Source extract:
----------

SUPPORTING A MOM'S LABOR OF LOVE AND HELPING BUILD A BETTER TOMORROW THROUGH THE ANDREW JAMES HENSLEY MEMORIAL SCHOLARSHIP FUND



Please do let me know who you are, the amount of your donation and your mailing address so that I can personally thank you.  If you wish to get involved but wait to see if I have enough people stand behind me to make the ride worthwhile then please write me and let me know and I will update on here if I have any supporters and when I plan on setting out and request your donations.

I am completely new to this and always open to suggestions to make this better...thank you!

DO NOT TRUST DOCTORS!

I had it explained to me today why we should not trust doctors.  This is not to say that all doctor's are untrustworthy but we cannot take the risk.  Doing so cost me my son's life.  You see, at least here in Indiana, the way the laws are set up for wrongful death and malpractice law suits only 13% of the cases filed end up winning.  Cases that are expensive and lengthy which generally the lawyers only get paid a percentage of the WINNINGS and nothing if you lose.  In Indiana you basically have to go to 'court"  before three, what else?  Doctors and one lawyer before you can even officially file your case in a real court and if something is not presented in that more or less make believe court then it cannot be presented in the real court.  Generally if you don't make it past the make believe court you done anyway.

Now, as in our case, if something is written in that tiny print in the package insert with the medication, you know the one, the one nobody reads then you are expected to know it regardless of whether your doctor told you differently or not.  Yes, sure you pay him over $100 per visit.   Yes sure he is suppose to be the professional you are suppose to be able to trust.  Yes, of course that is why we go to doctors, to be advised as to what to do for our medical issues.  But guess what!  They don't have to tell you the truth!  They can give you instructions that can kill you but if the info is in that tiny print you are expected to know it and they get to walk away as though nothing ever happened AND still charge you for it!

This is what I learned today...straight from the lawyers mouth...face to face...

Wednesday, August 15, 2012

Learning Quickly the Hard Way (Please excuse typos..computer won't allow me to correct)

Why do we have specialists?  Why must we go to doctors for treatment if we know what the treatment will be?  I have this belief, a belief not everyone agrees with, some even think it's just mean, unfair and horrible but I do not believe that everyone should go to college.  Now before you get all upset about this hear me out.  In dealing with businesses it has become obvious that WHAT your degree is in is insignificant so why would it be important?  We have young men and women paying to attend college who are good with their hands, who are artists and musicians, authors etc  Careers where a college class might be beneficial but a degree totally unecessary.  Author's for instance, they attend college to learn proper grammer but when writing a book more often than not that proper grammer is going to make the book much less interesting.  What makes the book interesting is when the author writes in the dialect or slang of the characters within the book.  It's the same with musicians.  When it comes to artistic value, the value is in the hands of the person who does or does not appreciate the work.  Some love Picasso while other's don't get his work at all...other's love Thomas Kincaid...while still others will pay millions for the art of an elephant!  Basically requiring a college degree just for the sake of the degree is causing true craftmanship to become nearly extinct while major factories who have found quick and cheap ways of constructing items in bulk put them out of business.

----------

(Data extracted from a collection)

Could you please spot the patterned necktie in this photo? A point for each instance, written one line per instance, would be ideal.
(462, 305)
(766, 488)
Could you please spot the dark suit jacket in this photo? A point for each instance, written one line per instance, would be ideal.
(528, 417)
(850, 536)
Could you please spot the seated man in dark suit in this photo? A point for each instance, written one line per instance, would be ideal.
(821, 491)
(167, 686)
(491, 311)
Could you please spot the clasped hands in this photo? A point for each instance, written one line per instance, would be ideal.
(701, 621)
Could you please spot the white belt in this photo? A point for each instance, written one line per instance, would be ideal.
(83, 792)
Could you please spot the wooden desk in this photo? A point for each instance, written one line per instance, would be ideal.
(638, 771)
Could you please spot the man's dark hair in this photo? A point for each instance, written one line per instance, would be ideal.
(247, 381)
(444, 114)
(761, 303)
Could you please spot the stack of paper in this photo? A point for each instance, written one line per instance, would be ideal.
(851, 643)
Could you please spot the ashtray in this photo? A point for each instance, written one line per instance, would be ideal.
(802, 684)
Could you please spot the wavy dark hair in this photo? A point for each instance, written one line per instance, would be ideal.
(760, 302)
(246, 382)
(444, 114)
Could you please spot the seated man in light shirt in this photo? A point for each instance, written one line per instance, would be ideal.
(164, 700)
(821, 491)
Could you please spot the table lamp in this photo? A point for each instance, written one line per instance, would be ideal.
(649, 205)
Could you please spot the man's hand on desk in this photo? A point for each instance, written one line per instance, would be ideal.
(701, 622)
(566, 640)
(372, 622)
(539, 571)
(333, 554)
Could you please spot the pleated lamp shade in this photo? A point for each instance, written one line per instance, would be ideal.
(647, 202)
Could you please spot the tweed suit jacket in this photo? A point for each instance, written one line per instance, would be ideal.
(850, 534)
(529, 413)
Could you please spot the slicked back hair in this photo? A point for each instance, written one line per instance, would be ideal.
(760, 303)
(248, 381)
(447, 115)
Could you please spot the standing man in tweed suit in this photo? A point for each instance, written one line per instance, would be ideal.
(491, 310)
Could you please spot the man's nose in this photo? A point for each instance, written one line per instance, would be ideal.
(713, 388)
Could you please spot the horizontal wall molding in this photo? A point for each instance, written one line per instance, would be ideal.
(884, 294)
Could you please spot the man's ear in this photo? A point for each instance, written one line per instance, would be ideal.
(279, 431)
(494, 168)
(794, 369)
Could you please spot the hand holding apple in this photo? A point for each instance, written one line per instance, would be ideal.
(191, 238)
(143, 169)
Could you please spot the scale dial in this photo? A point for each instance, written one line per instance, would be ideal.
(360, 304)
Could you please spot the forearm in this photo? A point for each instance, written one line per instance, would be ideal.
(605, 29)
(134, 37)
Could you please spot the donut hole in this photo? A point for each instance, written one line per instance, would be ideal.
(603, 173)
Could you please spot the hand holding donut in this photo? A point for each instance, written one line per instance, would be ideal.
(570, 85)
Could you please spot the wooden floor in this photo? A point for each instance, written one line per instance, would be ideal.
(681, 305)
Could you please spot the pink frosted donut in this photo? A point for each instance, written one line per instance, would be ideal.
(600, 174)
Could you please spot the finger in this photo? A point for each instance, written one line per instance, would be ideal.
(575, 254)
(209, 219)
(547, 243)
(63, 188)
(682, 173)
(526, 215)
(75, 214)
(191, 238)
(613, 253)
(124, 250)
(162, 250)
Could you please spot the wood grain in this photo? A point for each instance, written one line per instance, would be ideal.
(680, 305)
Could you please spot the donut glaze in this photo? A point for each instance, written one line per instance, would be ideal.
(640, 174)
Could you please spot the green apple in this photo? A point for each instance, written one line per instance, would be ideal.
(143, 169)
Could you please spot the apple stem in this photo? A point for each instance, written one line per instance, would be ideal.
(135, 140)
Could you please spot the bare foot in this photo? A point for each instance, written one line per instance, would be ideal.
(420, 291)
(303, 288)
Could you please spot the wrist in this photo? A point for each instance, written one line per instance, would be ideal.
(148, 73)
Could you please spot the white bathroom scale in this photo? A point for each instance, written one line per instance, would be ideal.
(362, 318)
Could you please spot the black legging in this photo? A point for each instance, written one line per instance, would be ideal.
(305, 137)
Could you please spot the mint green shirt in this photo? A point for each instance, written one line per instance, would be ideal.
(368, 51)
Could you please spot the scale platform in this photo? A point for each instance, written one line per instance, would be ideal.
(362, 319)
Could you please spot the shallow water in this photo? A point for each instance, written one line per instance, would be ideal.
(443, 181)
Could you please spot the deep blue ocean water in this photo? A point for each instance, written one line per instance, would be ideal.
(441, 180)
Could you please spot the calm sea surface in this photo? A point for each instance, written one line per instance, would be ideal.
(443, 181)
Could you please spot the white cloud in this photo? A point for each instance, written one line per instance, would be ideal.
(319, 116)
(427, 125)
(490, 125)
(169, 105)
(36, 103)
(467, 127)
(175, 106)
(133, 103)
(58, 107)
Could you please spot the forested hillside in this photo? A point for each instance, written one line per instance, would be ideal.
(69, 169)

----------

Reproduce the stretch of the source extract from "DO NOT TRUST" through "you done anyway." word for word.

DO NOT TRUST DOCTORS!

I had it explained to me today why we should not trust doctors.  This is not to say that all doctor's are untrustworthy but we cannot take the risk.  Doing so cost me my son's life.  You see, at least here in Indiana, the way the laws are set up for wrongful death and malpractice law suits only 13% of the cases filed end up winning.  Cases that are expensive and lengthy which generally the lawyers only get paid a percentage of the WINNINGS and nothing if you lose.  In Indiana you basically have to go to 'court"  before three, what else?  Doctors and one lawyer before you can even officially file your case in a real court and if something is not presented in that more or less make believe court then it cannot be presented in the real court.  Generally if you don't make it past the make believe court you done anyway.